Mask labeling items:
--------

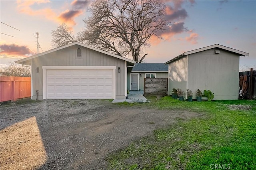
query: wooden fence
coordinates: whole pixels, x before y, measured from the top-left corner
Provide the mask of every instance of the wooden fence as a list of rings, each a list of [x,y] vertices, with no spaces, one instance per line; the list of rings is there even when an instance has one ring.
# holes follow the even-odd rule
[[[0,102],[31,96],[31,77],[0,77]]]
[[[239,73],[239,95],[243,98],[256,99],[256,70]]]
[[[144,95],[167,95],[168,79],[167,78],[144,78]]]

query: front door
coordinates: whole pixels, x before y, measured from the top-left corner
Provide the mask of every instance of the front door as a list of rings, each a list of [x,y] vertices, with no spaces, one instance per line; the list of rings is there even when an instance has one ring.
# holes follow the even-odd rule
[[[138,90],[138,74],[131,74],[131,90]]]

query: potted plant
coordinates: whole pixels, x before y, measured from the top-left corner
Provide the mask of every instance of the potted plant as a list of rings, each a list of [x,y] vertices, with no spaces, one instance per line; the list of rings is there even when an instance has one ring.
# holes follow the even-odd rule
[[[196,92],[196,101],[202,101],[202,96],[203,95],[202,90],[199,89],[197,89]]]
[[[188,101],[192,101],[193,99],[193,93],[192,91],[187,89],[187,97],[188,97]]]
[[[181,89],[177,89],[177,94],[179,97],[179,100],[180,101],[183,101],[184,100],[184,98],[183,97],[183,91]]]
[[[214,97],[214,93],[212,92],[210,90],[204,90],[204,95],[206,97],[208,97],[208,101],[211,101],[212,100]]]
[[[177,99],[178,98],[178,95],[177,95],[177,90],[174,88],[172,89],[172,97],[174,99]]]

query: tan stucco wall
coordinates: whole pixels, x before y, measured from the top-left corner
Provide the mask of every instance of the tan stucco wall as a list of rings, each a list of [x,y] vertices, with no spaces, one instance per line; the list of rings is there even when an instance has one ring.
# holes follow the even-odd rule
[[[168,73],[168,94],[172,94],[172,89],[179,88],[184,92],[187,87],[188,57],[169,64]]]
[[[210,49],[190,54],[188,58],[188,88],[210,90],[216,100],[238,98],[239,55],[219,49]]]
[[[76,48],[83,49],[83,59],[76,59]],[[43,99],[42,66],[116,66],[116,97],[125,99],[125,61],[98,51],[74,45],[32,59],[32,99],[36,99],[36,90],[39,90],[39,100]],[[36,73],[36,68],[39,68]],[[120,67],[120,72],[118,73]]]

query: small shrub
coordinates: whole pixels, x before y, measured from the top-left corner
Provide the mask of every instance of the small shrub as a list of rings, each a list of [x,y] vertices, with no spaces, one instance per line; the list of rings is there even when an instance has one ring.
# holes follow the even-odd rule
[[[183,92],[183,91],[182,91],[182,89],[177,89],[177,94],[178,95],[178,96],[183,96],[184,93],[184,92]]]
[[[211,101],[214,97],[214,93],[212,92],[210,90],[204,90],[204,95],[208,97],[208,101]]]
[[[202,97],[202,96],[203,95],[203,93],[202,92],[202,90],[200,90],[199,89],[197,89],[197,90],[196,90],[196,96]]]
[[[191,90],[189,90],[188,89],[187,89],[187,96],[188,97],[191,97],[193,96],[193,93],[192,93],[192,91]]]
[[[174,88],[172,89],[172,94],[173,95],[177,95],[177,90],[176,89],[174,89]]]

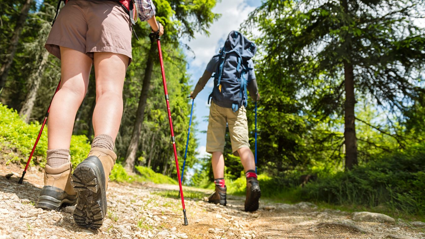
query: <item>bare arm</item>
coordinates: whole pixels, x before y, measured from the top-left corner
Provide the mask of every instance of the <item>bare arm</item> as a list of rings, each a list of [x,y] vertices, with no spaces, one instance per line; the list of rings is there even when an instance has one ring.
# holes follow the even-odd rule
[[[147,23],[149,23],[150,25],[150,28],[152,28],[155,32],[158,31],[158,29],[160,28],[161,29],[159,30],[159,35],[162,36],[164,34],[164,27],[162,26],[162,24],[159,23],[158,25],[158,22],[156,22],[156,18],[155,18],[155,16],[154,16],[150,18],[149,20],[147,21]]]
[[[258,87],[257,85],[257,80],[254,78],[248,83],[246,86],[248,91],[249,92],[249,96],[254,101],[260,100],[260,94],[258,93]]]
[[[205,85],[207,84],[207,83],[208,82],[208,80],[211,77],[211,76],[212,75],[212,73],[208,71],[207,70],[204,72],[204,74],[201,77],[199,78],[199,80],[198,81],[198,83],[196,84],[196,85],[195,87],[195,89],[190,94],[190,97],[192,99],[195,99],[196,96],[198,95],[198,93],[202,90],[204,87],[205,86]]]

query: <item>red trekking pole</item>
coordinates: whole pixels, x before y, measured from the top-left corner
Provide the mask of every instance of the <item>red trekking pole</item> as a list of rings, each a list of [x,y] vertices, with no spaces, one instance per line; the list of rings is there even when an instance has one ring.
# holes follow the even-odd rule
[[[159,24],[158,24],[159,26]],[[180,198],[181,199],[181,205],[183,208],[183,215],[184,217],[184,225],[187,226],[187,218],[186,215],[186,209],[184,208],[184,197],[183,196],[183,190],[181,187],[181,181],[180,180],[180,171],[178,169],[178,160],[177,159],[177,151],[176,148],[176,139],[174,138],[174,131],[173,129],[173,122],[171,120],[171,113],[170,111],[170,102],[168,99],[168,92],[167,90],[167,82],[165,81],[165,73],[164,69],[164,62],[162,61],[162,51],[161,48],[161,42],[159,41],[159,31],[156,33],[149,34],[150,40],[153,42],[154,40],[156,40],[158,46],[158,52],[159,54],[159,63],[161,64],[161,71],[162,74],[162,83],[164,85],[164,91],[165,94],[165,101],[167,102],[167,109],[168,113],[168,121],[170,122],[170,130],[171,132],[171,142],[173,143],[173,148],[174,151],[174,159],[176,160],[176,167],[177,170],[177,179],[178,181],[178,186],[180,187]]]
[[[47,108],[47,112],[46,113],[46,116],[44,117],[44,121],[43,121],[43,124],[41,125],[41,128],[40,129],[40,132],[38,132],[38,136],[37,137],[37,139],[35,140],[35,143],[34,144],[34,146],[32,147],[32,150],[31,151],[31,154],[29,155],[29,157],[28,158],[28,161],[27,161],[27,164],[25,165],[25,169],[24,169],[24,171],[22,173],[22,176],[21,177],[20,179],[19,179],[19,183],[22,184],[22,182],[24,180],[24,176],[25,175],[26,173],[26,170],[28,168],[28,166],[29,165],[29,162],[31,162],[31,158],[32,157],[32,155],[34,154],[34,151],[35,150],[35,147],[37,147],[37,144],[38,143],[38,140],[40,139],[40,137],[41,137],[41,133],[43,132],[43,129],[44,128],[44,125],[46,124],[46,121],[47,120],[47,117],[49,116],[49,111],[50,111],[50,105],[52,104],[52,101],[53,101],[53,97],[54,97],[54,95],[56,94],[56,93],[57,91],[59,90],[59,87],[60,87],[60,81],[59,81],[59,83],[57,84],[57,87],[56,88],[56,91],[55,91],[54,94],[53,94],[53,96],[52,97],[52,99],[50,101],[50,103],[49,104],[49,107]]]

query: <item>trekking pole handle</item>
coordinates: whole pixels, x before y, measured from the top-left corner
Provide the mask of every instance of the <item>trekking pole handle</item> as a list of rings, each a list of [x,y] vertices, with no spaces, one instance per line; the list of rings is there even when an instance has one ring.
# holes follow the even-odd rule
[[[151,43],[153,43],[153,41],[155,40],[159,40],[161,39],[161,37],[159,37],[159,31],[161,31],[161,25],[159,25],[159,21],[156,21],[156,23],[158,25],[158,31],[153,31],[153,29],[152,29],[152,27],[150,28],[150,29],[152,30],[152,31],[153,31],[153,32],[151,32],[150,34],[149,34],[149,38],[150,39],[150,42]]]

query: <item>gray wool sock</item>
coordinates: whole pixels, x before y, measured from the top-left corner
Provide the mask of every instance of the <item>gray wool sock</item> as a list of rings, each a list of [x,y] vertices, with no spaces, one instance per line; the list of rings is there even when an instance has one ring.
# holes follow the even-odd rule
[[[46,164],[52,168],[58,168],[69,162],[69,150],[59,149],[47,151]]]
[[[96,136],[91,143],[91,148],[99,147],[112,151],[113,150],[115,146],[115,143],[112,140],[112,137],[106,134],[99,134]]]

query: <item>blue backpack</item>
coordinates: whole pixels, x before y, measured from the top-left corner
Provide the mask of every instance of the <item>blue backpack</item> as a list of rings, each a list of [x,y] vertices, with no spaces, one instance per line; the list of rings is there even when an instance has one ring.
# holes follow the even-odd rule
[[[245,75],[252,69],[248,61],[256,51],[255,44],[241,34],[235,31],[230,32],[220,53],[214,56],[218,57],[218,62],[212,77],[214,86],[208,97],[208,104],[212,98],[215,103],[231,108],[234,112],[242,105],[246,106],[248,82]]]

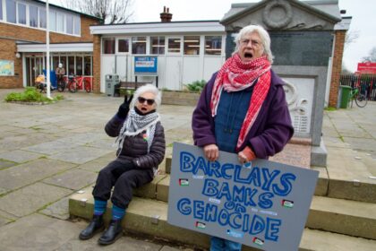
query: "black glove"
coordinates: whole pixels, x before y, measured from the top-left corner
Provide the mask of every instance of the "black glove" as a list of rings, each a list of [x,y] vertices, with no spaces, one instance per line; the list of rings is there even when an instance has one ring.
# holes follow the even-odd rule
[[[128,96],[124,96],[124,102],[120,105],[119,110],[116,114],[118,117],[125,119],[129,112],[129,105],[131,104],[132,99],[133,99],[133,95],[131,95],[129,99]]]

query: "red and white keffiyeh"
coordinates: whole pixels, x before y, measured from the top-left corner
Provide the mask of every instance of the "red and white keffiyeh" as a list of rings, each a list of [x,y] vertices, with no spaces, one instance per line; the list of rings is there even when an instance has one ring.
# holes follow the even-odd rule
[[[225,62],[214,82],[210,101],[213,117],[217,114],[223,89],[228,92],[239,91],[255,84],[250,106],[240,130],[236,144],[237,149],[244,142],[245,136],[253,126],[268,94],[270,87],[270,62],[268,61],[266,56],[244,63],[242,62],[239,55],[235,54]]]

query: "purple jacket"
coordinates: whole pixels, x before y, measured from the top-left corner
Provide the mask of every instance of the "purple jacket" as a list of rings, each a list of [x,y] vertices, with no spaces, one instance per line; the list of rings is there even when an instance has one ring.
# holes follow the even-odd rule
[[[217,73],[205,85],[193,111],[192,128],[194,144],[205,146],[217,143],[214,133],[214,117],[211,117],[210,99]],[[250,146],[257,158],[268,159],[281,151],[294,134],[283,90],[283,81],[271,70],[271,84],[259,116],[245,136],[240,151]]]

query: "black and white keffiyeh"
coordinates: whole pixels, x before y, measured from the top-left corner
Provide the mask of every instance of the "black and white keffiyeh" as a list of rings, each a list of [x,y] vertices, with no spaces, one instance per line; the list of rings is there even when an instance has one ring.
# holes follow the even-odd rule
[[[160,120],[160,116],[157,112],[147,115],[139,115],[132,108],[126,117],[119,135],[115,143],[117,143],[117,156],[122,151],[123,143],[126,136],[135,136],[146,131],[145,140],[148,142],[148,152],[150,151],[156,132],[156,124]]]

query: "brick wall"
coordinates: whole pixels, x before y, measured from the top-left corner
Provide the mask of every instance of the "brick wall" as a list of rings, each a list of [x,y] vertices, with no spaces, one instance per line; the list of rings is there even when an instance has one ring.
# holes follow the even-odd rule
[[[342,71],[342,57],[344,54],[346,30],[336,30],[336,42],[331,70],[329,106],[337,107],[338,100],[339,78]]]
[[[50,43],[92,42],[90,25],[98,20],[81,16],[81,36],[50,32]],[[22,87],[22,59],[17,58],[16,41],[46,42],[46,30],[0,22],[0,59],[14,61],[14,76],[0,76],[0,88]]]
[[[94,35],[93,39],[93,91],[100,92],[100,35]]]

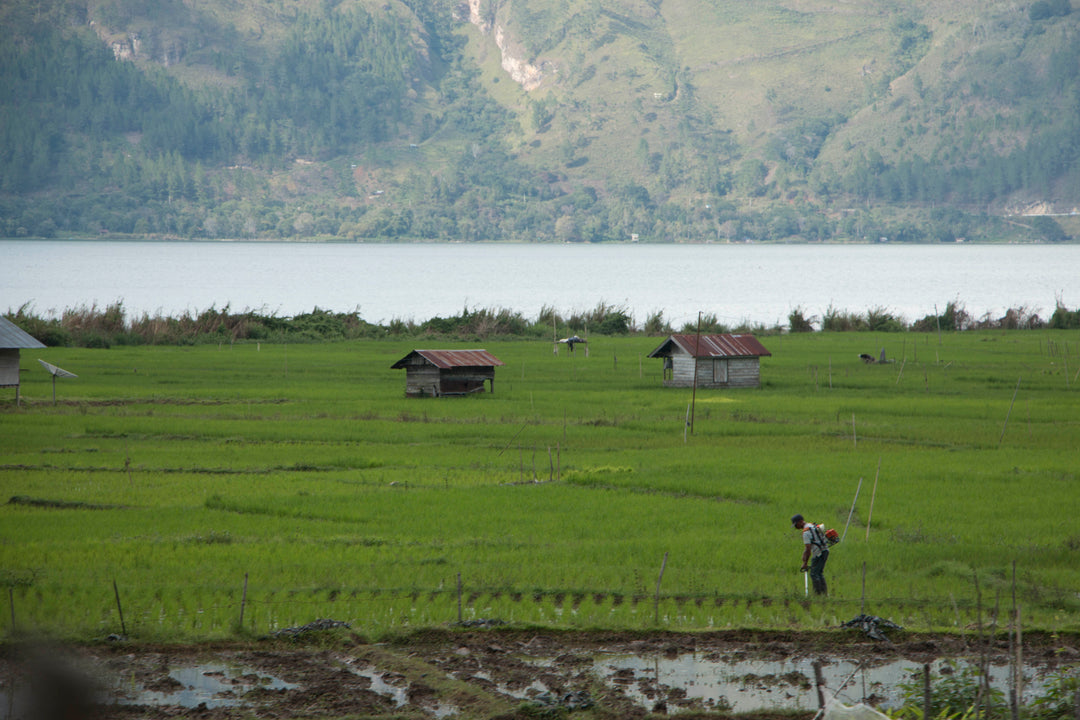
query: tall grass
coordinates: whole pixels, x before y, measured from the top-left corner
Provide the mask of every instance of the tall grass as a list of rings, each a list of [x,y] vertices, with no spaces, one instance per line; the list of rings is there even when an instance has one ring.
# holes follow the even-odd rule
[[[1078,340],[773,337],[760,389],[696,394],[653,338],[517,340],[457,400],[404,397],[408,340],[56,349],[57,404],[28,368],[0,405],[0,584],[16,628],[80,638],[120,630],[113,581],[129,634],[197,639],[451,623],[459,575],[465,620],[960,630],[1015,562],[1026,625],[1077,631]],[[795,512],[847,529],[827,600]]]

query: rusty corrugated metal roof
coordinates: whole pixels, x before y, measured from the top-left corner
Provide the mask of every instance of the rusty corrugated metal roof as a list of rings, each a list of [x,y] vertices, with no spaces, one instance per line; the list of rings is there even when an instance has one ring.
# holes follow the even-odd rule
[[[660,357],[669,354],[664,351],[671,344],[676,344],[693,357],[761,357],[771,356],[758,339],[753,335],[673,335],[649,353],[649,357]]]
[[[414,355],[419,355],[437,368],[449,367],[497,367],[504,363],[486,350],[414,350],[391,368],[405,367]]]
[[[36,350],[44,347],[44,343],[38,342],[32,335],[18,325],[15,325],[6,317],[0,316],[0,348],[4,350],[11,350],[12,348]]]

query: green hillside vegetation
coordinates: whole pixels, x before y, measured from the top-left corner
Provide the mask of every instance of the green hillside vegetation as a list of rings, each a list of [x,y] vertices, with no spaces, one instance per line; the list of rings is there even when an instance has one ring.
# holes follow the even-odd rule
[[[759,389],[664,388],[658,338],[594,336],[487,344],[494,393],[427,399],[390,367],[410,340],[50,349],[79,376],[55,404],[24,355],[0,635],[378,638],[457,622],[459,576],[460,619],[518,627],[821,630],[865,607],[966,634],[1015,597],[1025,635],[1080,631],[1076,330],[762,340]],[[846,531],[827,599],[796,512]]]
[[[1080,232],[1068,0],[474,10],[476,24],[448,0],[5,3],[0,235]]]

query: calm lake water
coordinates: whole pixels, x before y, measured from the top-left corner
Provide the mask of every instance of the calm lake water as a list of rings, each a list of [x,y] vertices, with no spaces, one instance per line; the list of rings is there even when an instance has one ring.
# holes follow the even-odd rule
[[[975,317],[1080,307],[1080,245],[476,245],[0,241],[0,310],[123,302],[129,317],[211,307],[373,323],[464,308],[534,320],[604,302],[675,327],[786,324],[788,313],[888,310],[908,322],[963,304]]]

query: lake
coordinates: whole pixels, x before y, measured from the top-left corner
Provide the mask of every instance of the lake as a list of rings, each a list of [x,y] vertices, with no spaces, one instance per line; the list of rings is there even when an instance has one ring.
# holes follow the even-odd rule
[[[912,322],[959,301],[981,317],[1080,307],[1080,245],[346,244],[0,241],[0,310],[122,302],[129,317],[212,307],[279,316],[357,311],[372,323],[469,309],[535,320],[603,302],[679,328],[699,312],[786,325],[798,308],[882,309]]]

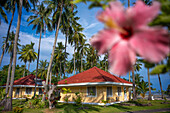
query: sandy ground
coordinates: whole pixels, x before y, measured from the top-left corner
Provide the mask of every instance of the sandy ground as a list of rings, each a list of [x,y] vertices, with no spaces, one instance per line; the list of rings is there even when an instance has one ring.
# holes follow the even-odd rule
[[[164,97],[166,97],[167,100],[170,100],[170,96],[169,95],[164,95]],[[139,95],[137,96],[138,99],[142,99],[142,97]],[[148,95],[145,96],[145,99],[148,98]],[[162,99],[162,95],[153,95],[153,99],[154,100],[164,100]]]

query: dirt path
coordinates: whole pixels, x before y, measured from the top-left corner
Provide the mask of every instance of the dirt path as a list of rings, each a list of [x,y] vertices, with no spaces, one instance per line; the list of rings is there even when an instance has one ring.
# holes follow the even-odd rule
[[[170,108],[141,110],[141,111],[129,111],[129,112],[122,112],[122,113],[156,113],[156,112],[170,112]]]

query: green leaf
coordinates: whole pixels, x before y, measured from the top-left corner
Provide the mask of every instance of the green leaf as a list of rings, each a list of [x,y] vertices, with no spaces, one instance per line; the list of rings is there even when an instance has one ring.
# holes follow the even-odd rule
[[[151,75],[155,75],[155,74],[161,74],[161,73],[166,73],[167,70],[167,66],[164,64],[161,65],[157,65],[156,67],[153,68],[153,70],[150,72]]]

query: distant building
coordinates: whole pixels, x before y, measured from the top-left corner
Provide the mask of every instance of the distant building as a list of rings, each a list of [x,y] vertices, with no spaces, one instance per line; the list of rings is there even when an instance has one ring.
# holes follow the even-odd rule
[[[102,100],[109,100],[109,103],[127,101],[128,89],[132,87],[132,83],[93,67],[59,81],[58,87],[71,90],[67,94],[61,91],[60,102],[64,102],[65,98],[68,98],[69,102],[74,102],[75,93],[79,92],[84,103],[100,105]]]

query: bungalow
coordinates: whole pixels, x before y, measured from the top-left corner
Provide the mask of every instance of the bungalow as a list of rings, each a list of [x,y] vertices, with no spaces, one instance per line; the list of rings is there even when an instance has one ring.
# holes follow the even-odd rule
[[[1,86],[5,87],[5,86]],[[30,74],[14,81],[13,98],[31,98],[34,95],[35,75]],[[37,78],[36,94],[42,95],[42,80]]]
[[[93,67],[59,81],[58,87],[71,90],[67,94],[61,91],[59,102],[64,102],[65,98],[68,98],[68,101],[72,103],[76,98],[75,93],[79,92],[83,103],[100,105],[102,101],[106,100],[109,103],[127,101],[132,83]]]

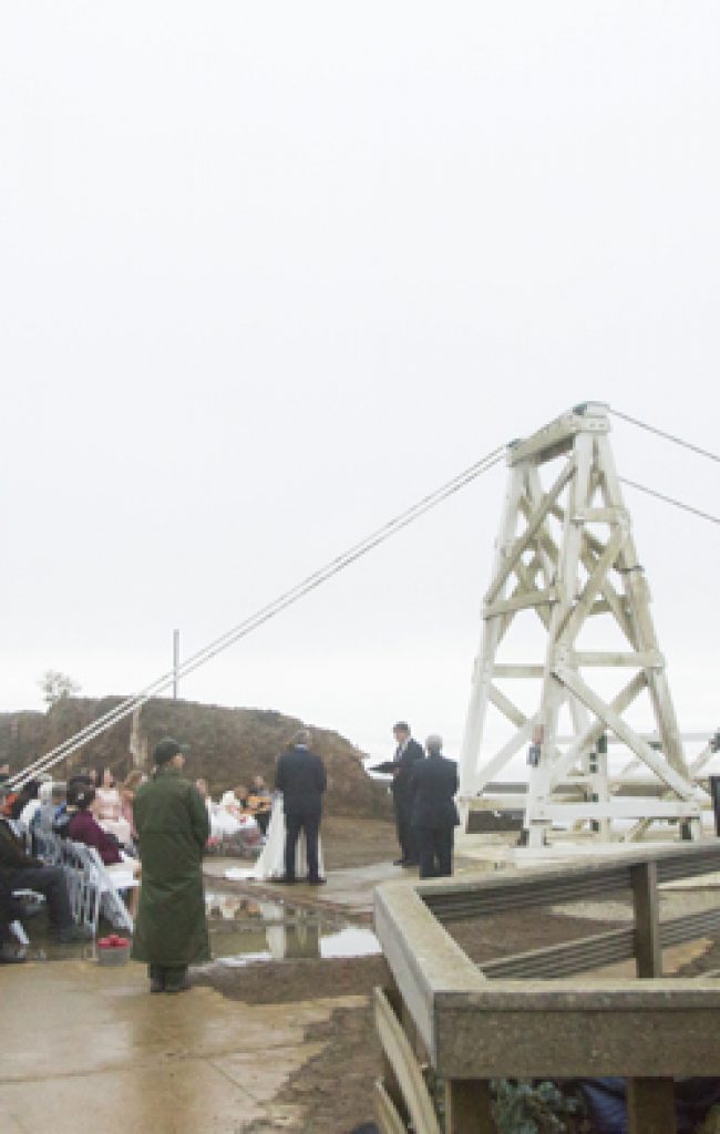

--------

Requirement:
Can you format the items from the start through the line containing "[[[138,90],[138,74],[131,74],[131,90]]]" as a two-column CSV with the columns "prompt" and "mask"? Use one row per item, put each field in quotes with its line breaks turned into spaces, and leave out the pictures.

Exercise result:
prompt,mask
"query: wooden fence coordinates: whole pixels, x before y, measured from the top-left corner Provide the mask of every instance of the wooden fence as a list of rings, each a list of [x,y] vertices, with no spaces, one instance per line; the list of rings is there even when an instance has one ring. # holes follow the even-odd rule","[[[0,102],[31,96],[31,77],[0,77]]] [[[239,73],[239,95],[243,98],[256,99],[256,70]]] [[[144,95],[167,95],[168,79],[167,78],[144,78]]]"
"query: front door coordinates: whole pixels, x before y, measured from the top-left corner Provide the mask of every instance of the front door as a list of rings, each a list of [x,y] vertices, with no spaces, one instance per line; the list of rings is there even when an instance has one ring. # holes follow the even-odd rule","[[[138,90],[138,74],[131,74],[131,90]]]"